* ENTRIES:

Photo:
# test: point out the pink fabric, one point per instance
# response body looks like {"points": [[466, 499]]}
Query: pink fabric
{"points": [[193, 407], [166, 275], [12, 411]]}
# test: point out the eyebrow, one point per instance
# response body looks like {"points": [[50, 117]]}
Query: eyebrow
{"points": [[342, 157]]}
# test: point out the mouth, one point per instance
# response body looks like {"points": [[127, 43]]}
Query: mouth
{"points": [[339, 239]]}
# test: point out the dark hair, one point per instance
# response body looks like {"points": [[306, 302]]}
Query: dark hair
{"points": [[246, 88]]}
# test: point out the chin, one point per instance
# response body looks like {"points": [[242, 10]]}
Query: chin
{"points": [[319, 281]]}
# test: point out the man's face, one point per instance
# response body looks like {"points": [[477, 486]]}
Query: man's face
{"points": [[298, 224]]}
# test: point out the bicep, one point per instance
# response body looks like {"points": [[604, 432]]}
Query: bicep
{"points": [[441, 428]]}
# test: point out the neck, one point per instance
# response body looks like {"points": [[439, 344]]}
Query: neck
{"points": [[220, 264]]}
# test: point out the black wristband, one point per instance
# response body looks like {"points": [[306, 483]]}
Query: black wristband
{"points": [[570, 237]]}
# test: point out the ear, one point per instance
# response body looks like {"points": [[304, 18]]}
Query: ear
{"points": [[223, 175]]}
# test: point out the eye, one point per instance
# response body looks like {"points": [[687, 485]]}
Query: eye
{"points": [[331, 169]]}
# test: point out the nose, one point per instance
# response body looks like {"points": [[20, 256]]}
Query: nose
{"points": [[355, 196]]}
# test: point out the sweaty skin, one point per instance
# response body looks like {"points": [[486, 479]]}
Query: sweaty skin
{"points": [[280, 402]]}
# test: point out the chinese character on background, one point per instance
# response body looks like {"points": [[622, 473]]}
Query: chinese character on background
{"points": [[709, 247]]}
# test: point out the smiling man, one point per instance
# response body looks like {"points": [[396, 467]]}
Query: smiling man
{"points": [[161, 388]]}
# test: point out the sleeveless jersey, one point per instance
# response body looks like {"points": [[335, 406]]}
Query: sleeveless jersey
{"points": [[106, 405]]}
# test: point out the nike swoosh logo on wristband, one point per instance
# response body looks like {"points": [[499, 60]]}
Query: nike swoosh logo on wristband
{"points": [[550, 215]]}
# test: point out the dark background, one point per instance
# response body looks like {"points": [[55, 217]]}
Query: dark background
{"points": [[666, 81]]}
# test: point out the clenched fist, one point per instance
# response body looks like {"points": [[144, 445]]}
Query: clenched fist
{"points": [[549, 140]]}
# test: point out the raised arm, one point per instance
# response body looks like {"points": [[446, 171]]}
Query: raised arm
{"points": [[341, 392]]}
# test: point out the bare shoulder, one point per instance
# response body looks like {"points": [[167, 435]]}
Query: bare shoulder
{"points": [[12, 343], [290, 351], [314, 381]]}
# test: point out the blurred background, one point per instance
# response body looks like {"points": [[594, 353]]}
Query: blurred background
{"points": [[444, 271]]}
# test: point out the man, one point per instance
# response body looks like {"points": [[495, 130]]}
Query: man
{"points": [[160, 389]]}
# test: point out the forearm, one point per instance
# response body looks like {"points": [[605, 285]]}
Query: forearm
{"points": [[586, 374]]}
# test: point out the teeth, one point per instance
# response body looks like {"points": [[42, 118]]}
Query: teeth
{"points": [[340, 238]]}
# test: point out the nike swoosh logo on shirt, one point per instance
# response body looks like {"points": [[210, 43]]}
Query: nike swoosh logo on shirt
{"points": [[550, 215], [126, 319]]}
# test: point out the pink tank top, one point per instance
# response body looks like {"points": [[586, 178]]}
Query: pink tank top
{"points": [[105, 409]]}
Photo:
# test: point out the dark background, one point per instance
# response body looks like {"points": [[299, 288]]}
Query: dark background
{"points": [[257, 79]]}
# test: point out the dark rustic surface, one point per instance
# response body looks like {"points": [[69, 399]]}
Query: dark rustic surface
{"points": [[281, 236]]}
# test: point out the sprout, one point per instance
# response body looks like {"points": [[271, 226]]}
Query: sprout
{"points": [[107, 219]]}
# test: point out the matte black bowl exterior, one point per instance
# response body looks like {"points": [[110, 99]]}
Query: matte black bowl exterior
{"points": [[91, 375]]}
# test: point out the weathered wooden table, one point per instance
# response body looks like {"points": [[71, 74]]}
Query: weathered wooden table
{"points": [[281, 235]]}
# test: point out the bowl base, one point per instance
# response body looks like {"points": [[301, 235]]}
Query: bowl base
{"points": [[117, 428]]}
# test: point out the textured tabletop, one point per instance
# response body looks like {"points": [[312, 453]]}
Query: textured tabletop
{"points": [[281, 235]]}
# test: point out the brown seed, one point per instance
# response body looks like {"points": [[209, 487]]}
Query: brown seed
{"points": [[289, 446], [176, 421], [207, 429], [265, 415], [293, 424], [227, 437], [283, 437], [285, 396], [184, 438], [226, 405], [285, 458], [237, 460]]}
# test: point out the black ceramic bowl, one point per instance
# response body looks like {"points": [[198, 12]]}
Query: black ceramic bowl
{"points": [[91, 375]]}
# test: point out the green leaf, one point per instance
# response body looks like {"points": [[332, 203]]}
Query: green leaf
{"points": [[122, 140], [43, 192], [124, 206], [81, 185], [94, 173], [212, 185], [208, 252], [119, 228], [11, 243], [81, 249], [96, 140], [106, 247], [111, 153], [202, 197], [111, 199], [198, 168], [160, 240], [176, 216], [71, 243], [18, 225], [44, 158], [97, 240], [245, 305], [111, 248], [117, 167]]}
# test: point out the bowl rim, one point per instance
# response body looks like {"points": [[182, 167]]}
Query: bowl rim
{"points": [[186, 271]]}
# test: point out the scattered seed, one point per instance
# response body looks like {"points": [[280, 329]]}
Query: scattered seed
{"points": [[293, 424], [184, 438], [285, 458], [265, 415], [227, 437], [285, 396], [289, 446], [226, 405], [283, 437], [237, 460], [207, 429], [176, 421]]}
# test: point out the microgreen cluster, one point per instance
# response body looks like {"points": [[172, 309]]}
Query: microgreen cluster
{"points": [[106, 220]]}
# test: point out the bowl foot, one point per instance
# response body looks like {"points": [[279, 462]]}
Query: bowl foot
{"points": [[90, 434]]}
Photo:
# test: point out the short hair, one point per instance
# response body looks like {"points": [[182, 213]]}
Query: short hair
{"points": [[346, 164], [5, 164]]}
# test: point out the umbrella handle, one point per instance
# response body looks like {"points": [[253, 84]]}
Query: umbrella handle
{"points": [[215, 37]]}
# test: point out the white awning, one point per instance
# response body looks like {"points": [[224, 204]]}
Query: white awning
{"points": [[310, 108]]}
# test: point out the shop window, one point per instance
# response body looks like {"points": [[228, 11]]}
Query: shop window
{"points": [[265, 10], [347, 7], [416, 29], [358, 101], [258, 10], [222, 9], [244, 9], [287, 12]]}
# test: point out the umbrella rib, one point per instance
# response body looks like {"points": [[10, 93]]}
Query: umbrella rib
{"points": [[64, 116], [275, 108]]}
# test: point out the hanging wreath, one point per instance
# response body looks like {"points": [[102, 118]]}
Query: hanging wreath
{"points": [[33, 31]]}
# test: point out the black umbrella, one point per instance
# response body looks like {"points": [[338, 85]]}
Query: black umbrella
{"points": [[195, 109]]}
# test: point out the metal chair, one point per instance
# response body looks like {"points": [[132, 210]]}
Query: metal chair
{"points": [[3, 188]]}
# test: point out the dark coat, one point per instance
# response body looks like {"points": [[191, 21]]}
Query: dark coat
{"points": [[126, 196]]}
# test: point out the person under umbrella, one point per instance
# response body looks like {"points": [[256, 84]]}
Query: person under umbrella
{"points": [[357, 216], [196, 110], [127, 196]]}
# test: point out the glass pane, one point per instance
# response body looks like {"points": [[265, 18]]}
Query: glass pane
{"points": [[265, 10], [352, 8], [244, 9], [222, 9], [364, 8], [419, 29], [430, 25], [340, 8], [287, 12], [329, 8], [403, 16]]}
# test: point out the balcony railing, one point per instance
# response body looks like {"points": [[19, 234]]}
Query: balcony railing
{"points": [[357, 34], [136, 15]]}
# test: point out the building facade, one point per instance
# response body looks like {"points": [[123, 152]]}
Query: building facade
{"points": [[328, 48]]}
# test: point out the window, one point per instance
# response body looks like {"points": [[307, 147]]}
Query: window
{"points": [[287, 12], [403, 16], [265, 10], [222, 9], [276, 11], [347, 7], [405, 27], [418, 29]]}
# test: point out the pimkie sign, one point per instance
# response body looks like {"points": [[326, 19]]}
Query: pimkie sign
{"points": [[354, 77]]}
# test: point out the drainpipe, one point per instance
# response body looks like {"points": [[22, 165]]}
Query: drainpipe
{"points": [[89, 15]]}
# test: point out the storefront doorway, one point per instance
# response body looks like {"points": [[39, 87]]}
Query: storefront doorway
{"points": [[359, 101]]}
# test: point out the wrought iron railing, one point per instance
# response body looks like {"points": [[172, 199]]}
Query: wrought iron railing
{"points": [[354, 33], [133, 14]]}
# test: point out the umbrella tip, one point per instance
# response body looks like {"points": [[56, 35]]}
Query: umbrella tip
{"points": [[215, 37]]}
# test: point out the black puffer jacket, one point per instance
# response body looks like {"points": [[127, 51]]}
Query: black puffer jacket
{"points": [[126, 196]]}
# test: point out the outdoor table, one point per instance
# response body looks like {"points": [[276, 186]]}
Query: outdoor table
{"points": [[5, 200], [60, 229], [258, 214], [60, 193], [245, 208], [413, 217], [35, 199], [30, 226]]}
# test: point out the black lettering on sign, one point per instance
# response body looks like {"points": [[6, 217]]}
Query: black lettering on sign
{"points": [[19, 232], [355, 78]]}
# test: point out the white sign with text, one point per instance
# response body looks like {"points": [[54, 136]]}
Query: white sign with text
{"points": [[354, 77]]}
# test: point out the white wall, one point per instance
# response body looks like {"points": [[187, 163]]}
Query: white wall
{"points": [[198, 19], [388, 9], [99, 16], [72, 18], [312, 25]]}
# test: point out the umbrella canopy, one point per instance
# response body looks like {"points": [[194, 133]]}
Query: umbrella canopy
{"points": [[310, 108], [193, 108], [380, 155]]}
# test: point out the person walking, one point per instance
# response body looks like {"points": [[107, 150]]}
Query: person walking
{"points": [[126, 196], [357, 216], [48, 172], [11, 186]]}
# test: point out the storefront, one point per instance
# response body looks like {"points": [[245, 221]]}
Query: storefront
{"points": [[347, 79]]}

* STATED TASK: Output exactly the lines from the one containing "# test: point out the white wall, one" through the last line of the entries, both ends included.

* EXERCISE OUTPUT:
# test: point out the white wall, one point per instance
# response body looks like {"points": [[187, 163]]}
Query: white wall
{"points": [[198, 19], [388, 9], [99, 16], [72, 18], [312, 25]]}
# test: point out the umbrella canopy, one point per instance
# response body looks like {"points": [[194, 133]]}
Query: umbrella canopy
{"points": [[310, 108], [193, 108], [380, 155]]}
# test: point out the person walking, one point per instance
# response body looks like {"points": [[107, 150]]}
Query: person walking
{"points": [[126, 196], [357, 216], [48, 172], [11, 186]]}
# test: point out the storefront, one point per instance
# response body looks like {"points": [[245, 221]]}
Query: storefront
{"points": [[347, 79]]}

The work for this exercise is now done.